▶ Instruction 1:
Extract every line of the rows below that contains the string "bird". Matching is case-sensitive.

▶ Extract provided:
======
Background of the Invention
The term vibration, as used in this specification, includes noise, sound and
other
small amplitude linear disturbances and phenomena.
It is well known how to reduce the sound in passenger cabins, PCT/GB89/00964
and
PCT/GB89/02021 by the same inventor have described the use of active sound
control to
reduce the vibration inside a passenger cabin. PCT/GB89/00964 describes
combining the
power amplifiers for driving the loudspeakers with the loudspeakers to save
cable mass and
to improve heat dissipation. It also describes mounting the microphones in the
cabin,
attached to the trim. However, many of the crucial features necessary to make
an active
control system work effectively in a passenger cabin were not known until the
current
invention was made.
PCT/GB89/02021 describes one form of control system structure that can be used
for this application. All digital controllers for active sound control sample
the residual
sound which is a combination of the original sound and the anti-sound. This
sampling
process allows the analog signals to be converted into digital representation
for processing.
======
▶ Provided material:
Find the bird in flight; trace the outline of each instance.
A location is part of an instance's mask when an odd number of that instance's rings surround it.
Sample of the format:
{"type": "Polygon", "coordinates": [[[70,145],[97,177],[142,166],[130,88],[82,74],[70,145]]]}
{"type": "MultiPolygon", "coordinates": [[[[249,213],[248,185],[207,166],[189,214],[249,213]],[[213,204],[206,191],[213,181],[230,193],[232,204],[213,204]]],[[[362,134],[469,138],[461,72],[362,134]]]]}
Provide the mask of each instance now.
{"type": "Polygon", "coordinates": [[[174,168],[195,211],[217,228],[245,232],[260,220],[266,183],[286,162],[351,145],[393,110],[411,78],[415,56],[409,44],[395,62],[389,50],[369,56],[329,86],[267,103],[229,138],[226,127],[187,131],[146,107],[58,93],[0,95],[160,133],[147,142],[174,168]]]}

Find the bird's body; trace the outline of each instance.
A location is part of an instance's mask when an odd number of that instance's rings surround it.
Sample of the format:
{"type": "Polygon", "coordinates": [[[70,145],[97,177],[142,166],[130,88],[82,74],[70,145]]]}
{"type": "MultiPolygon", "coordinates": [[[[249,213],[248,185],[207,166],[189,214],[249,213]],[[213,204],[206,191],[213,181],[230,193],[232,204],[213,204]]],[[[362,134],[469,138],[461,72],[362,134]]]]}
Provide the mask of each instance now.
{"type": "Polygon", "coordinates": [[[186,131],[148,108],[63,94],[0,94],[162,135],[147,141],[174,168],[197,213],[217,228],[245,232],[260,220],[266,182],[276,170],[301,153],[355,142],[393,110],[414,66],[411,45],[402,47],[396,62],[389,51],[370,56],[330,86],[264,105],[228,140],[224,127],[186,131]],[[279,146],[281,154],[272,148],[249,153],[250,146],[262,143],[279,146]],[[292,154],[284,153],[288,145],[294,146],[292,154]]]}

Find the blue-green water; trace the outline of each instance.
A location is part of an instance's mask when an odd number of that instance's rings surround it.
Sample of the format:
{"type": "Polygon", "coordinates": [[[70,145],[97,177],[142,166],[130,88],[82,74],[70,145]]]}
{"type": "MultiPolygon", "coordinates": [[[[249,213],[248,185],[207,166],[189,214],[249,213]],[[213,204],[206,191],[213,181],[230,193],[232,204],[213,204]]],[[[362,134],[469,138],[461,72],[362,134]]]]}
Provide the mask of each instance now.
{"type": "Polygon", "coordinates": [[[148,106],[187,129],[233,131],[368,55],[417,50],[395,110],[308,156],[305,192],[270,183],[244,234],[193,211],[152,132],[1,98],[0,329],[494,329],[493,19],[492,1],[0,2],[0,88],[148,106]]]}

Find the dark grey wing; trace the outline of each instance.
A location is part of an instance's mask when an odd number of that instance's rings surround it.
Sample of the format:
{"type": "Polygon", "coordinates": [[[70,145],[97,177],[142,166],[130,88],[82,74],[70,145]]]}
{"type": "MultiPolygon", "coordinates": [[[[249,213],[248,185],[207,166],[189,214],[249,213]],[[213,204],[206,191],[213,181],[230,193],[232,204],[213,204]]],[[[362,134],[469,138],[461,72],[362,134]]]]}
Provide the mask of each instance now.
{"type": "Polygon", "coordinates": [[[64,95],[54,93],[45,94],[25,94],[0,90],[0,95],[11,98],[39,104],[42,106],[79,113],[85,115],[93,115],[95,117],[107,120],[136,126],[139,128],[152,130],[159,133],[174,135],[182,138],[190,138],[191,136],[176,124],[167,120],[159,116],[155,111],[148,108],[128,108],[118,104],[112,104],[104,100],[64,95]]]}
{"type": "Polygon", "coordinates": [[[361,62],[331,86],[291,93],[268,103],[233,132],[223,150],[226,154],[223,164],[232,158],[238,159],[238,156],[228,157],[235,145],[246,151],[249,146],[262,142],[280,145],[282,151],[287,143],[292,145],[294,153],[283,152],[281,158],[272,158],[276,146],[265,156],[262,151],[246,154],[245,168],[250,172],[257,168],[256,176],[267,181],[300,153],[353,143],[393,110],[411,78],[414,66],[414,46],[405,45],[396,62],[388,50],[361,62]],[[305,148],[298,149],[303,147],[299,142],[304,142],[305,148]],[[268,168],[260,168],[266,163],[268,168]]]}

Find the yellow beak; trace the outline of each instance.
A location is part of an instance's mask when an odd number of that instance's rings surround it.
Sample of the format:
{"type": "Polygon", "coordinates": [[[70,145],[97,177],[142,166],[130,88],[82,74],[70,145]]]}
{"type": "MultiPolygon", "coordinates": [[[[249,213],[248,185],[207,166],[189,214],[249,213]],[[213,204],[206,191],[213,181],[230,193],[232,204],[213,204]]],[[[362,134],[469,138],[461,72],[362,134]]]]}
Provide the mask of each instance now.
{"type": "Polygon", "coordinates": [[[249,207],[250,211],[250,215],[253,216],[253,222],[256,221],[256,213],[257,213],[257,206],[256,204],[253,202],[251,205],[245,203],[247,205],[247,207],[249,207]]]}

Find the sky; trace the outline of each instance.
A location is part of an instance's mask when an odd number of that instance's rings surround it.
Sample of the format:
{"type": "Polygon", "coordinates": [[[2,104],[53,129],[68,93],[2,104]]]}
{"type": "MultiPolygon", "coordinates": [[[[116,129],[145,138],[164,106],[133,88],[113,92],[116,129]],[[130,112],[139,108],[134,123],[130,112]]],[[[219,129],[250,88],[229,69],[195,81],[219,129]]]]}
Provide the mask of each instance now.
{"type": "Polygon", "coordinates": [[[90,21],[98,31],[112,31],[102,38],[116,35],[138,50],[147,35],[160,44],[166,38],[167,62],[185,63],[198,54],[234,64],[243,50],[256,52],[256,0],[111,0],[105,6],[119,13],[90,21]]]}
======
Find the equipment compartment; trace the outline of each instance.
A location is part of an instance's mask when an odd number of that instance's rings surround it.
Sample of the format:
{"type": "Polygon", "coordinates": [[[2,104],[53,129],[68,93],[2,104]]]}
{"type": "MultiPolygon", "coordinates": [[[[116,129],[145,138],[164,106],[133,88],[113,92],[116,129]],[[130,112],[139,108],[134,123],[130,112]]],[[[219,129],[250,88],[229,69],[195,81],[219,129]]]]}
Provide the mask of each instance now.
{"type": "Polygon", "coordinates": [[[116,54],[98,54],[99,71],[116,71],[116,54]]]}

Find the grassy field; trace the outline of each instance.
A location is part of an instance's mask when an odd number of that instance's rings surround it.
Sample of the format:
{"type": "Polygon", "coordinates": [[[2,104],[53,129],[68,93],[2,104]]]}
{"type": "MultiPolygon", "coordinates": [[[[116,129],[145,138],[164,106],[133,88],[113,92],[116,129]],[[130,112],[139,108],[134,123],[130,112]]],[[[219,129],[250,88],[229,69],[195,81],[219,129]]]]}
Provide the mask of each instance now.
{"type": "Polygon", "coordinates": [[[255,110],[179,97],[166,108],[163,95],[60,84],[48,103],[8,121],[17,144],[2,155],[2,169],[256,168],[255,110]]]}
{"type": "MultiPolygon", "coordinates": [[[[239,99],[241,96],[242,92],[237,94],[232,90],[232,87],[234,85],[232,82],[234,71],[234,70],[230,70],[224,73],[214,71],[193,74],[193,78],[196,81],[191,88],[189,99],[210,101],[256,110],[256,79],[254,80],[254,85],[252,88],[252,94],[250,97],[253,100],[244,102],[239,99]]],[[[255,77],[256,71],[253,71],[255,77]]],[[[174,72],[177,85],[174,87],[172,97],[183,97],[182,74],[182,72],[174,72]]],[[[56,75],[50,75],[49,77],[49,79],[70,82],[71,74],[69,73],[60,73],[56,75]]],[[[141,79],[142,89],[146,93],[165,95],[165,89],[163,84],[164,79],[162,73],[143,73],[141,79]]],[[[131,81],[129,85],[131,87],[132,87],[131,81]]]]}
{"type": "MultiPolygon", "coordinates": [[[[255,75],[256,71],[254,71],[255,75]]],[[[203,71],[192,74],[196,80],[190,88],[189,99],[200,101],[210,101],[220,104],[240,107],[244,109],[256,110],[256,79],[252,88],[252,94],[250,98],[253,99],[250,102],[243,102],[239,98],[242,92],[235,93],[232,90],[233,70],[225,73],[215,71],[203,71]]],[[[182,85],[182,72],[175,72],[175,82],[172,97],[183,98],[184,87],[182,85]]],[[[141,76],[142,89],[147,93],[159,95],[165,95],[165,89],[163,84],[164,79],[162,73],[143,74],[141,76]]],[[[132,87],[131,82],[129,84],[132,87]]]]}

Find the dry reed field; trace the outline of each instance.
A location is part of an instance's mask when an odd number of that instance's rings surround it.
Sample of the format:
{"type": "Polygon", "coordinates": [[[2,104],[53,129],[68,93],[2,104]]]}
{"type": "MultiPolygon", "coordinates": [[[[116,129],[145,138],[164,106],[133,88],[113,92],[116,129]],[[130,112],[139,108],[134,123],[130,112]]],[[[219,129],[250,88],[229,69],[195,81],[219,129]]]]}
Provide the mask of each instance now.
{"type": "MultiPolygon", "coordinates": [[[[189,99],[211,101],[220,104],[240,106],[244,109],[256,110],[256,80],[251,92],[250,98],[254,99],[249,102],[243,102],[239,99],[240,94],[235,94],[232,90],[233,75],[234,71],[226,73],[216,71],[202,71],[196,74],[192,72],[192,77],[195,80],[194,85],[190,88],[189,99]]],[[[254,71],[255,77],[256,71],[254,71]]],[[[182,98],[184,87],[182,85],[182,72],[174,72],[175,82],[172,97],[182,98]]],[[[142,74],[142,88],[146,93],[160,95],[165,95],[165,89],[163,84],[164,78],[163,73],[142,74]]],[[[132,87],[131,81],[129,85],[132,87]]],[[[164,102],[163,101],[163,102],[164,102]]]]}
======
▶ Instruction 2:
Carry the patent background on active sound control in passenger cabins forward from its last sentence.

▶ Task output 1:
Find the bird in flight; trace the outline of each instance.
Find the bird's body; trace the outline of each instance.

▶ Task output 2:
The controller described therein uses a time base for the sampling processes
which is
synchronized to the rotation rate of the propeller that is making the
vibration to be
controlled. Using this time base has advantages for the controller as the
frequencies of the
vibration are directly related to the sampling rate. This makes the
transformation of the
information into the frequency domain simple. However, if the frequencies
change
significantly due to the change in the rotation rate of the propellers the
model of the system
(embodied in the measured transfer functions) must change. The constant need
for the
model to change with the sampling frequency is a disadvantage. There is also a
disadvantage for controlling multiple propellers at widely varying
frequencies. As multiple
sample rates or interpolation between sample rates must be used.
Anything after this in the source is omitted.